● **PASSAGE PROVIDED**:
##############################

FWC co-champion
- Conference: Far Western Conference
- Record: 7–4 (3–1 FWC)
- Head coach: Les Davis (5th season);
- Defensive coordinator: Tim Tierney (1st season)
- Home stadium: Pioneer Stadium

= 1970 Cal State Hayward Pioneers football team =

American college football season

The 1970 Cal State Hayward Pioneers football team represented California State College at Hayward—now known as California State University, East Bay—as a member of the Far Western Conference (FWC) during the 1970 NCAA College Division football season. Led by Les Davis in his fifth and final year as head coach, Cal State Hayward compiled an overall record of 7–4 with a mark of 3–1 in conference play, sharing the FWC title with Chico State. The team outscored its opponents 382 to 187 for the season. The Pioneers played home games at Pioneer Stadium in Hayward, California.

##############################

● **DIRECTIONS**:
a) Condense the paragraph beginning "The 1970 Cal State Hayward Pioneers football team represented" in the 1970 Cal State Hayward football article into a bulleted list of its main facts.
b) Proceed with the 1970 Cal State Hayward football article, picking up after its final sentence.
The listing comes from a source unrelated to the article above.

● **DATASET CONTENT**:
##############################

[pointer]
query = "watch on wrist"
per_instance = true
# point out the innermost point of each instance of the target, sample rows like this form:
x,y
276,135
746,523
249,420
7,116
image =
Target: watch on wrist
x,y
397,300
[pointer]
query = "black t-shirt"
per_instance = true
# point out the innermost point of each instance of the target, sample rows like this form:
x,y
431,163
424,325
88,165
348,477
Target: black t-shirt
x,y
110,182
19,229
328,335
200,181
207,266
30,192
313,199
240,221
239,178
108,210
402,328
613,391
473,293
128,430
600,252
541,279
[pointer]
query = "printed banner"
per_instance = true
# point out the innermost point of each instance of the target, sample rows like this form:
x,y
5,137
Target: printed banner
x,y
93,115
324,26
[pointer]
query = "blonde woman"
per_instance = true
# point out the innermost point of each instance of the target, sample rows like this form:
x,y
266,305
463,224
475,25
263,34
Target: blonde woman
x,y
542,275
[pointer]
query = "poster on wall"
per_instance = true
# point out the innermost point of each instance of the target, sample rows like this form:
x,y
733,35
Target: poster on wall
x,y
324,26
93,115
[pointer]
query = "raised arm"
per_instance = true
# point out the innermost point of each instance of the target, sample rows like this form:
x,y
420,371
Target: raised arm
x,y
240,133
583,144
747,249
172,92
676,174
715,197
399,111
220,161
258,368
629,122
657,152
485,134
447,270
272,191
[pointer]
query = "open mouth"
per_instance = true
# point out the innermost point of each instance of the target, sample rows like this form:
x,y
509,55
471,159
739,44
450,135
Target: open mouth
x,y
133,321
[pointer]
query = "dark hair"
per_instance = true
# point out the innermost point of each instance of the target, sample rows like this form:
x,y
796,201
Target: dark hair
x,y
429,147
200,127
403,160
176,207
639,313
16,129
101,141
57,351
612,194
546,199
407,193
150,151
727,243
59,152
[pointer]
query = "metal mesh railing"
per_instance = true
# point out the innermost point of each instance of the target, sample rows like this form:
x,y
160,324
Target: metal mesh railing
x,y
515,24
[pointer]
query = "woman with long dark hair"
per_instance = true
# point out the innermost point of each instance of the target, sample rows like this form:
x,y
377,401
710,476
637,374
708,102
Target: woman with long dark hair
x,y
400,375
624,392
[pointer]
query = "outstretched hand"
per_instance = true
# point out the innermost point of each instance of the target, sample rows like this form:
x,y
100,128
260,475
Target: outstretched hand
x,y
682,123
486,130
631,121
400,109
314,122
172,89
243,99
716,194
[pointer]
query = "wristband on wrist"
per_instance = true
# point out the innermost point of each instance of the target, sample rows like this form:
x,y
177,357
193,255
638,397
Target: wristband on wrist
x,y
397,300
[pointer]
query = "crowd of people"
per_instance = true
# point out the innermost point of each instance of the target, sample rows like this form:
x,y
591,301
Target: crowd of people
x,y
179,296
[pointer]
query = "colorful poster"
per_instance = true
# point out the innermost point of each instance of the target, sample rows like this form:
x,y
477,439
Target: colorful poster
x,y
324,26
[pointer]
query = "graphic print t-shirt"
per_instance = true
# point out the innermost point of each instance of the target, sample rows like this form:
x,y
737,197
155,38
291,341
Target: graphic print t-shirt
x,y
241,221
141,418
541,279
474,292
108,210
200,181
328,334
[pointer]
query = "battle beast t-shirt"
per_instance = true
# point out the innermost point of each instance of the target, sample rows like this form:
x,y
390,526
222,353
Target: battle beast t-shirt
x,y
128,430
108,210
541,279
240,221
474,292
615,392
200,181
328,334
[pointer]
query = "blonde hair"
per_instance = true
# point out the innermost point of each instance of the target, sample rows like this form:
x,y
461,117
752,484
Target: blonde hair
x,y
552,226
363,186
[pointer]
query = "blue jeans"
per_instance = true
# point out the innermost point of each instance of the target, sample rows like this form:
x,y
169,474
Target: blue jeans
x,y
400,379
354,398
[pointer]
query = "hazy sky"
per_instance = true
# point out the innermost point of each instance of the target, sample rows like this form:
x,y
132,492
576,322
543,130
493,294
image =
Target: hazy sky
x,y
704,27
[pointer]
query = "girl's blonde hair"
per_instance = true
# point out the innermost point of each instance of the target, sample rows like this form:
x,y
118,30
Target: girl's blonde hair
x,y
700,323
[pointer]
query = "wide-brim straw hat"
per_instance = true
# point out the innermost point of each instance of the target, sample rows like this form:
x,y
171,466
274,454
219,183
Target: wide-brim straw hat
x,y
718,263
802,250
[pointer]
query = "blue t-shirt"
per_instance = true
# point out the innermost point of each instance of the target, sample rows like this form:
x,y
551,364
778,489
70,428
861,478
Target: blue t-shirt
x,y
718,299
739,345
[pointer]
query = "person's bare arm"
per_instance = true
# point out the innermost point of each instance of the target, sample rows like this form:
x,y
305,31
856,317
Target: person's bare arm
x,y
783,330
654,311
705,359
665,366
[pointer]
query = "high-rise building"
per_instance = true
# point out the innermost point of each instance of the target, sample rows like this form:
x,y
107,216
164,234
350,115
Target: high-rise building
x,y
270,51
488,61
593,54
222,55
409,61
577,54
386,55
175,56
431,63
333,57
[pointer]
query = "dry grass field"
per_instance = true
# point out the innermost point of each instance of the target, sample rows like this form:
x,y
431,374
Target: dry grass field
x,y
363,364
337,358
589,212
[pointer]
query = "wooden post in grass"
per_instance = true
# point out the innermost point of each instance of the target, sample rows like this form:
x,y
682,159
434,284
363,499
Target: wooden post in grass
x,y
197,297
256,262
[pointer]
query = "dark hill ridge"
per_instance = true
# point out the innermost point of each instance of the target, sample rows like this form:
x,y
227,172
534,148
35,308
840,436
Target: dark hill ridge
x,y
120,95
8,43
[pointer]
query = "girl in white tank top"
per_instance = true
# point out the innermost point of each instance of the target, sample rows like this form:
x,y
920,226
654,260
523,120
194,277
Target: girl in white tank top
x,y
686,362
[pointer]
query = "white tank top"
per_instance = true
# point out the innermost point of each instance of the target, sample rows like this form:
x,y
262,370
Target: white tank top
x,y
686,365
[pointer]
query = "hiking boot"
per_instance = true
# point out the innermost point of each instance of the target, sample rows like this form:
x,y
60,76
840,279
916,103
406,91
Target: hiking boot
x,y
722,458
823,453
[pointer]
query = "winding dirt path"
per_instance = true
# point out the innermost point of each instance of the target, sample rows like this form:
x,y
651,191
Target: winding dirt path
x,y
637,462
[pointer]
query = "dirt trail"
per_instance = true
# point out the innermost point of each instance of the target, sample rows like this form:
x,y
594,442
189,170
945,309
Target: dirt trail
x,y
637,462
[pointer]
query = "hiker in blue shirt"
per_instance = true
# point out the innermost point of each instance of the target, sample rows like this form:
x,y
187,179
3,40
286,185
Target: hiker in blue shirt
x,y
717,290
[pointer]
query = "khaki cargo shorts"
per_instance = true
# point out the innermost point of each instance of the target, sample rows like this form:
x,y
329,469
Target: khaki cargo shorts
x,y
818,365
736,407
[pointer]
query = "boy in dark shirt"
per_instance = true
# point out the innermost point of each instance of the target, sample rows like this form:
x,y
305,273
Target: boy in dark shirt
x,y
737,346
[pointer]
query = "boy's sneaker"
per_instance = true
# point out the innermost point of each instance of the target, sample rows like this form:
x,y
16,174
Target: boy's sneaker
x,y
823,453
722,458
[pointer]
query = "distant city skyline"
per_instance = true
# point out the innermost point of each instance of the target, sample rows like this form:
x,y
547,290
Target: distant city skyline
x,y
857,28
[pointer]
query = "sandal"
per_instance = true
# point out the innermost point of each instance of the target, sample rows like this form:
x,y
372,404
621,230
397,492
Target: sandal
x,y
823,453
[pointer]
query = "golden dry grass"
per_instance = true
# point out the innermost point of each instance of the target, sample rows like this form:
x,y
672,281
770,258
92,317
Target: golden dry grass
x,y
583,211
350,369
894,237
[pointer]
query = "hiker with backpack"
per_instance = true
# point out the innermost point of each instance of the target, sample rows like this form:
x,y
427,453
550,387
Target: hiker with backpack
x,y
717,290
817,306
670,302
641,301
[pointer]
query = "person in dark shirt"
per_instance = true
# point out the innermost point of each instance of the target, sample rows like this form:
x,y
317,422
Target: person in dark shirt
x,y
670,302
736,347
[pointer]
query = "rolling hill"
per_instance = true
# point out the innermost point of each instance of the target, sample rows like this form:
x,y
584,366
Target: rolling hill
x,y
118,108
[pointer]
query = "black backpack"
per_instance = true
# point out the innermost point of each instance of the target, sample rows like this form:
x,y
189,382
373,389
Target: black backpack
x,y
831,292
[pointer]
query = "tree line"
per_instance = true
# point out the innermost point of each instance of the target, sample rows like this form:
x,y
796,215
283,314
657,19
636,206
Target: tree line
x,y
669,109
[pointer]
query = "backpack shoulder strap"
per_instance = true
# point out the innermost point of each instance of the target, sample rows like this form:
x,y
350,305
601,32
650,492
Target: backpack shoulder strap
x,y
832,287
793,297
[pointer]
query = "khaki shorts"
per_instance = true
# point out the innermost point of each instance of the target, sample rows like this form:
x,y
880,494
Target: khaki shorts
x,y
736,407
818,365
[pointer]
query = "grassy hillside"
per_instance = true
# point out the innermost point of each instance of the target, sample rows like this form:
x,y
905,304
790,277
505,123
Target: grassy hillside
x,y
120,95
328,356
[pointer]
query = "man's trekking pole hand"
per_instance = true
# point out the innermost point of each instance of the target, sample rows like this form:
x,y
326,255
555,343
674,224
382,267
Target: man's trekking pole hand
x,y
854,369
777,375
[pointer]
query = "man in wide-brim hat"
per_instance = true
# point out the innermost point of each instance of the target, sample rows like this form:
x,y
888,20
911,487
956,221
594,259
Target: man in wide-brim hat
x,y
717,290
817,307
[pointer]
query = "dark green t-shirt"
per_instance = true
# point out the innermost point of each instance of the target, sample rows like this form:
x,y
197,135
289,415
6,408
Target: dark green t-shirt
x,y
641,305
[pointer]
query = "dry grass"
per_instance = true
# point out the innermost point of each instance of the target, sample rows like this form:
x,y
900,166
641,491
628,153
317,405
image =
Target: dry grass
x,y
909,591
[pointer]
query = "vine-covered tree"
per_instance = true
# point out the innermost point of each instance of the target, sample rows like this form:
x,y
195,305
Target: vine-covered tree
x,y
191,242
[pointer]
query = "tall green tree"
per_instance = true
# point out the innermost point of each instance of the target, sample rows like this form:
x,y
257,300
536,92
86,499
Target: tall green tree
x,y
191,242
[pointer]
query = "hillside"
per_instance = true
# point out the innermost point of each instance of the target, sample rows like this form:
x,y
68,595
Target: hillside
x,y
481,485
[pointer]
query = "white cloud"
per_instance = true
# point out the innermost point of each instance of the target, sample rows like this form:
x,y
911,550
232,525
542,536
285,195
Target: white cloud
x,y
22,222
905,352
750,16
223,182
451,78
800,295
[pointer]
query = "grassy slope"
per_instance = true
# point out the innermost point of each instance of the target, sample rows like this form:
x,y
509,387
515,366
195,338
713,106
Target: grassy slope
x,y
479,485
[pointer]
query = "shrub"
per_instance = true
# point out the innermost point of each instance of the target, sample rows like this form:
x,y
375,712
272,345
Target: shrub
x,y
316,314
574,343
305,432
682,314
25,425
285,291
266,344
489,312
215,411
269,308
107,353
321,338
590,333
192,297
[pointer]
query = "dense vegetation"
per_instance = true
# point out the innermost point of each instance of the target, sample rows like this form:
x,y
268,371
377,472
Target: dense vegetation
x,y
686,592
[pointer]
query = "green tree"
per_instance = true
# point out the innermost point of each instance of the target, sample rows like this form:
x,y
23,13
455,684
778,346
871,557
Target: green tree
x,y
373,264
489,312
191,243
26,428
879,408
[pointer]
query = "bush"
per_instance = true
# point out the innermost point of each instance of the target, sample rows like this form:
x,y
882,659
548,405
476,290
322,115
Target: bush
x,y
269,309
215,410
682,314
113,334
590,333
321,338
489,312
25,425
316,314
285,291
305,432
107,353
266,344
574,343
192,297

##############################

● **WRITTEN ANSWERS**:
a)
- Team: 1970 Cal State Hayward Pioneers, representing California State College at Hayward (now California State University, East Bay)
- Conference: Far Western Conference (FWC), 1970 NCAA College Division season
- Head coach: Les Davis, in his fifth and final year
- Record: 7–4 overall, 3–1 in the FWC
- Conference title: shared with Chico State
- Scoring: 382 points for, 187 against
- Home field: Pioneer Stadium, Hayward, California

b)
Davis resigned from his post at Cal State Hayward in February 1971 to become the head football coach at New Mexico Highlands University. In five years under Davis, the Pioneers won the conference title once (1969), shared the conference title once (1970) and finished with an overall record of 30–20–1, for a .598 winning percentage. Of the four coaches Cal State Hayward football had in its 29 years of existence, Davis is the only one finished his tenure with a winning record.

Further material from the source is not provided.